### DOCUMENT EXTRACT
###

Business IT - Technology

Relax, despite numerous scare mongering reports to the contrary the Conficker worm has not triggered the predicted tech apocalypse on April 1st. But does that mean the Conficker threat has diminished?


Conficker is many things, amongst them the most talked about worm of recent years and certainly a very real threat as health services and even Parliament have recently discovered.

However, what it isn't would appear to be the harbinger of April Fools' Day doom that so many mainstream newspapers and media outlets have been reporting over the last few weeks.

You cannot have failed to spot that it is 'AFD' considering the number of gags that have appeared such as how IBM has bought Linus Torvalds, ElcomSoft has released a shamen controlled password cracker and Opera has introduced facial expression controlled web browsing.

But the real funny thing is that nobody has spotted any huge amount of malicious Conficker activity, despite the Washington Post claiming that it had stopped Big Ben in London and put an Alaskan nuclear missile installation on a full scale military alert. Haha, April Fool.

###

Dataset entries

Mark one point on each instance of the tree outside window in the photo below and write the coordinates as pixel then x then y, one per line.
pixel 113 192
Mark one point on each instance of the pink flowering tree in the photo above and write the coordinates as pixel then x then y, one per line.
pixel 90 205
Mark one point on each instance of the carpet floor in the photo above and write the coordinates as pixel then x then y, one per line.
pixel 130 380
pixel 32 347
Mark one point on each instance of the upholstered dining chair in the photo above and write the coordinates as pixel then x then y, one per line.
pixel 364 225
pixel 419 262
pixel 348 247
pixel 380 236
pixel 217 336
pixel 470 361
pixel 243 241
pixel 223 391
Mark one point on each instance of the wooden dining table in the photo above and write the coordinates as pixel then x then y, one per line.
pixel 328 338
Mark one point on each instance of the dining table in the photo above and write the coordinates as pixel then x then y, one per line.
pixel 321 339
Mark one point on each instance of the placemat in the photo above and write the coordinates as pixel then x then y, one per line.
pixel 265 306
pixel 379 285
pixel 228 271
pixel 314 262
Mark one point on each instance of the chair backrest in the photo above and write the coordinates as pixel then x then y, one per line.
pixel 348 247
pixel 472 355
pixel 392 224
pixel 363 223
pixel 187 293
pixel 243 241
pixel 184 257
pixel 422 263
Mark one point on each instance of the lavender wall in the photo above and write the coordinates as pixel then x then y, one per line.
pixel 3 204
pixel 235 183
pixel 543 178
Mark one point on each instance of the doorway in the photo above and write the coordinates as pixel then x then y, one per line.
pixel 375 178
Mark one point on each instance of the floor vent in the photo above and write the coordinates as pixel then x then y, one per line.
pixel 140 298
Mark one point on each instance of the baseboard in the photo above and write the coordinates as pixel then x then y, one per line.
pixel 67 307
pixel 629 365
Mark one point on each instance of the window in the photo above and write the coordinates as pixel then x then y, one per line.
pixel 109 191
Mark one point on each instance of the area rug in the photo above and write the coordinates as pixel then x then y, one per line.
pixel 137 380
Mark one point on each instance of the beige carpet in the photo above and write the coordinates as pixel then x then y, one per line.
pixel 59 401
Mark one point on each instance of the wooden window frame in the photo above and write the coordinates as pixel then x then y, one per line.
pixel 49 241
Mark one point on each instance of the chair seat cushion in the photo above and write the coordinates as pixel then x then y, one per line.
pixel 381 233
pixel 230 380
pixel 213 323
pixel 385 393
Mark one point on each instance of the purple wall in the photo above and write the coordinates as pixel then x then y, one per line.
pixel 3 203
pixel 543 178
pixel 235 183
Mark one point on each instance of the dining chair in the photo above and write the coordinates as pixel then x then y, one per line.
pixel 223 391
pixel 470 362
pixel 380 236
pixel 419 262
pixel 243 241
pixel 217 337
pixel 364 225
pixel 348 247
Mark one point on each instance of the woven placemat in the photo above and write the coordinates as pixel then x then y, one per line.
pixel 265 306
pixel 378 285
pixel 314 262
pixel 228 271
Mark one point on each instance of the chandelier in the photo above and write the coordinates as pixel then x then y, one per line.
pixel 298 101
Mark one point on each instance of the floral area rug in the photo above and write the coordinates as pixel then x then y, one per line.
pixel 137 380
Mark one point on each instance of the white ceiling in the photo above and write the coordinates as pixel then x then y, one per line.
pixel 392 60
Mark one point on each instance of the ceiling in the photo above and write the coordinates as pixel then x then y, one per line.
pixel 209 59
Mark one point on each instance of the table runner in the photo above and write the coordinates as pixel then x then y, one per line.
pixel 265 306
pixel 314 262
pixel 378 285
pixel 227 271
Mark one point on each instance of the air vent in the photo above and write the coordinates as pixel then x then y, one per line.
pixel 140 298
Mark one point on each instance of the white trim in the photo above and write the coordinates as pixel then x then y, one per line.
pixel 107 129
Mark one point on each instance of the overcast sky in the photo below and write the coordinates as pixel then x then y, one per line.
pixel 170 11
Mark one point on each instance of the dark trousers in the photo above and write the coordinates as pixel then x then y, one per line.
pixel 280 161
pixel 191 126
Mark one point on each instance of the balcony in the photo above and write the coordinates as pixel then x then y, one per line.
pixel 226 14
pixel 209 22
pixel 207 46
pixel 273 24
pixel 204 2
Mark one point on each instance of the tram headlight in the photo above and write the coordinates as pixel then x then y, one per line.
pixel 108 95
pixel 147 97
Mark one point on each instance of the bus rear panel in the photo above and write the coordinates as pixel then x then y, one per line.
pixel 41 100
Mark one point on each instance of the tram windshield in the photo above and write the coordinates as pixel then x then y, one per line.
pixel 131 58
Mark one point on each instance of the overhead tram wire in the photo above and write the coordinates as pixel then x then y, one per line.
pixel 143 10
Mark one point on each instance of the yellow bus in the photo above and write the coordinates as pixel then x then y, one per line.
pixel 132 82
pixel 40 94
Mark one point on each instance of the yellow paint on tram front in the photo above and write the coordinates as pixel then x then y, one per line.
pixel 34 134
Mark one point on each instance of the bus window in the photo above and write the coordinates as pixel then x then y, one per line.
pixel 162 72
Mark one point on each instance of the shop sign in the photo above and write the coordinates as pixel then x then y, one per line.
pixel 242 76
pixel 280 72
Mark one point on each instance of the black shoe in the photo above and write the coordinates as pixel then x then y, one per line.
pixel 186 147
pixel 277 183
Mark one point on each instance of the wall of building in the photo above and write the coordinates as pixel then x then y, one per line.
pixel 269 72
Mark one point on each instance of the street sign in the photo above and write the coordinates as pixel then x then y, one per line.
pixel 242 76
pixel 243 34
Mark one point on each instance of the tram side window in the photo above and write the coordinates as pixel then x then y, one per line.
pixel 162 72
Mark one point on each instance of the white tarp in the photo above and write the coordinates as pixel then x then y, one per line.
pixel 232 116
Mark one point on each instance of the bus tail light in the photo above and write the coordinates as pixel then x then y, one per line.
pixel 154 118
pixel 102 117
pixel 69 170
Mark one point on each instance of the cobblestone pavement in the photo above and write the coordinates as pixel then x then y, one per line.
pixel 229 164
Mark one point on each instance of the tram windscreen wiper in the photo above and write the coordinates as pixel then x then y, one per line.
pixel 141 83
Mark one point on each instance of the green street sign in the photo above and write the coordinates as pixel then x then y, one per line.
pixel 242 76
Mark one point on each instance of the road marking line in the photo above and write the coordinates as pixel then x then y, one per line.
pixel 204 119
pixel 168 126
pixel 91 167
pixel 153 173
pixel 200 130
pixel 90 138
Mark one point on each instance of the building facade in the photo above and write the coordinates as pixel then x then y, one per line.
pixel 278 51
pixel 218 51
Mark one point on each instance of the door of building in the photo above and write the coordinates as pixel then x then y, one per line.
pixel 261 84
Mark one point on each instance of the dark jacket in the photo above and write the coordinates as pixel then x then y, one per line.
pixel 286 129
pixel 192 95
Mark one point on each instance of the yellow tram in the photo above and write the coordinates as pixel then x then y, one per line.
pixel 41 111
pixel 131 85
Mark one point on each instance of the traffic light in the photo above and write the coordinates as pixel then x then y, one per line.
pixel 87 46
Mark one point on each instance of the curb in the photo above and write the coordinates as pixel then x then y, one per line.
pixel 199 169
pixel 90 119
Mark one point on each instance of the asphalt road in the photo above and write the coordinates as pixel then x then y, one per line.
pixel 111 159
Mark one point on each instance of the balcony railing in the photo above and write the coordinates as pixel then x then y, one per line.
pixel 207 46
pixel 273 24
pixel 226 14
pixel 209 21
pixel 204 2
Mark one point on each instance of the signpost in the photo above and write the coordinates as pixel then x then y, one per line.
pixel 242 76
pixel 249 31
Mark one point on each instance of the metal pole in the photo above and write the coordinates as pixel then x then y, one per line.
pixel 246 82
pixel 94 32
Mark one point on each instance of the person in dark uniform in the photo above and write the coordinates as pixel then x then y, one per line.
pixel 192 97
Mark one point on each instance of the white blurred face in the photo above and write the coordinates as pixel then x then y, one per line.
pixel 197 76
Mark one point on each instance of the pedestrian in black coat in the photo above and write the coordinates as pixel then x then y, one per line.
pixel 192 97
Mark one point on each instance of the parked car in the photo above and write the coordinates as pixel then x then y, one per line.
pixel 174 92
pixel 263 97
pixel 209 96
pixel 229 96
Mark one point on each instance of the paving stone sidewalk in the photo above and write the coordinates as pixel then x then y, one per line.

###

### REQUIRED ACTION 1
List the April Fools' Day gags that the Conficker article mentions as having appeared.
### REQUIRED ACTION 2
Please echo the Conficker article word for word, starting with "Relax, despite numerous" and going on through "controlled web browsing.".
### REQUIRED ACTION 3
Proceed with the Conficker article, picking it up right after its final sentence.

### EXERCISE RESPONSE 1
- IBM has bought Linus Torvalds
- ElcomSoft has released a shamen controlled password cracker
- Opera has introduced facial expression controlled web browsing

### EXERCISE RESPONSE 2
Relax, despite numerous scare mongering reports to the contrary the Conficker worm has not triggered the predicted tech apocalypse on April 1st. But does that mean the Conficker threat has diminished?


Conficker is many things, amongst them the most talked about worm of recent years and certainly a very real threat as health services and even Parliament have recently discovered.

However, what it isn't would appear to be the harbinger of April Fools' Day doom that so many mainstream newspapers and media outlets have been reporting over the last few weeks.

You cannot have failed to spot that it is 'AFD' considering the number of gags that have appeared such as how IBM has bought Linus Torvalds, ElcomSoft has released a shamen controlled password cracker and Opera has introduced facial expression controlled web browsing.

### EXERCISE RESPONSE 3
With more than 15 million infected computers so far, Conficker is no joke, that's for sure. The discovery of an April 1st date in the worm code would appear to be nothing more than a trigger to morph that code once more to make it harder to detect.

The BBC reckons that there are no reports of "unusual PC behaviour" emerging from Asia where a great many of the 15 million Conficker infected machines are located.

The Conficker payload is still a mystery, as is the date when that payload is likely to be triggered. Could it be that the bad guys will have the last laugh and trigger it tomorrow, on April 2nd?

A McAfee spokesperson told us that "McAfee researchers are monitoring for any signs of a Conficker outbreak" while warning that users should not assume a false sense of security: "Security is not a joke. In 2008, McAfee saw the largest number of malware - over 2 million malicious programs which equals nearly 5,500 pieces of malware per day."

Given the investment in the development and distribution of Conficker the only thing that you can be sure of is that a payload will drop at some point in the future, and when it does we will not be laughing.